▸ ASSIGNED TASK:
Within the listing below, please copy exactly the lines between the line holding "Target: red motorcycle" and the line holding "Target: ambulance rear wheel", inclusive.

▸ RAW DATA:
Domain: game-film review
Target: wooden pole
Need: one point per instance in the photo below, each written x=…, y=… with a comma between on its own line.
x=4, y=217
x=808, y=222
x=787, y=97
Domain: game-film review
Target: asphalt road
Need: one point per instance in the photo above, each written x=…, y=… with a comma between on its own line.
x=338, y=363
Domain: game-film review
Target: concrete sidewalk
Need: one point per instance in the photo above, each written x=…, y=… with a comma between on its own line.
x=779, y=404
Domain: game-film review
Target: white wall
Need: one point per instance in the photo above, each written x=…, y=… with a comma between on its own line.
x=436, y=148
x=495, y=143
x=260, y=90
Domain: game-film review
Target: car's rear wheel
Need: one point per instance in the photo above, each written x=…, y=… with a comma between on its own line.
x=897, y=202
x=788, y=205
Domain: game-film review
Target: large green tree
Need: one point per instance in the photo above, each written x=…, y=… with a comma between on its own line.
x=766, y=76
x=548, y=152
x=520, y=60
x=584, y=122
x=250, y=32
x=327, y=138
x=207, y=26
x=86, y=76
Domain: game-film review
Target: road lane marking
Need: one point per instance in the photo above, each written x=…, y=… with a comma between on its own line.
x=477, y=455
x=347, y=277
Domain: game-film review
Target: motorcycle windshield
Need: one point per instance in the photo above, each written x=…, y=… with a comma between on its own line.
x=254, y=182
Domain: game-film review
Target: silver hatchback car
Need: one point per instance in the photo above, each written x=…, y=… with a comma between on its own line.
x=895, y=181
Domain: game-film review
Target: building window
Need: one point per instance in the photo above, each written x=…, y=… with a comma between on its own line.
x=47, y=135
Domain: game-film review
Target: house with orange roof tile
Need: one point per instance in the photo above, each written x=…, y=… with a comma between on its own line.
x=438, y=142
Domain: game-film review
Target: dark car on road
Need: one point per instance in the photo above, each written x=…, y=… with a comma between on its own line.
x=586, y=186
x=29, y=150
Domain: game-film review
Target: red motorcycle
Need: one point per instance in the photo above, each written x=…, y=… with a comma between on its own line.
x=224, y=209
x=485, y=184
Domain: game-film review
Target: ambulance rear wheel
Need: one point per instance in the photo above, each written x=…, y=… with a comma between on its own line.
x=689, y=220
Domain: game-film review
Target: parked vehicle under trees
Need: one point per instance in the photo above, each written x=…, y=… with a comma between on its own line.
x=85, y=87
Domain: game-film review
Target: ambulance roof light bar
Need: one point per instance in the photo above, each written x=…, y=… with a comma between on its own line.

▸ EXERCISE RESULT:
Target: red motorcycle
Need: one point per instance in the photo above, each written x=…, y=… with a comma between on its own line.
x=224, y=209
x=485, y=184
Domain: game-film review
Target: ambulance rear wheel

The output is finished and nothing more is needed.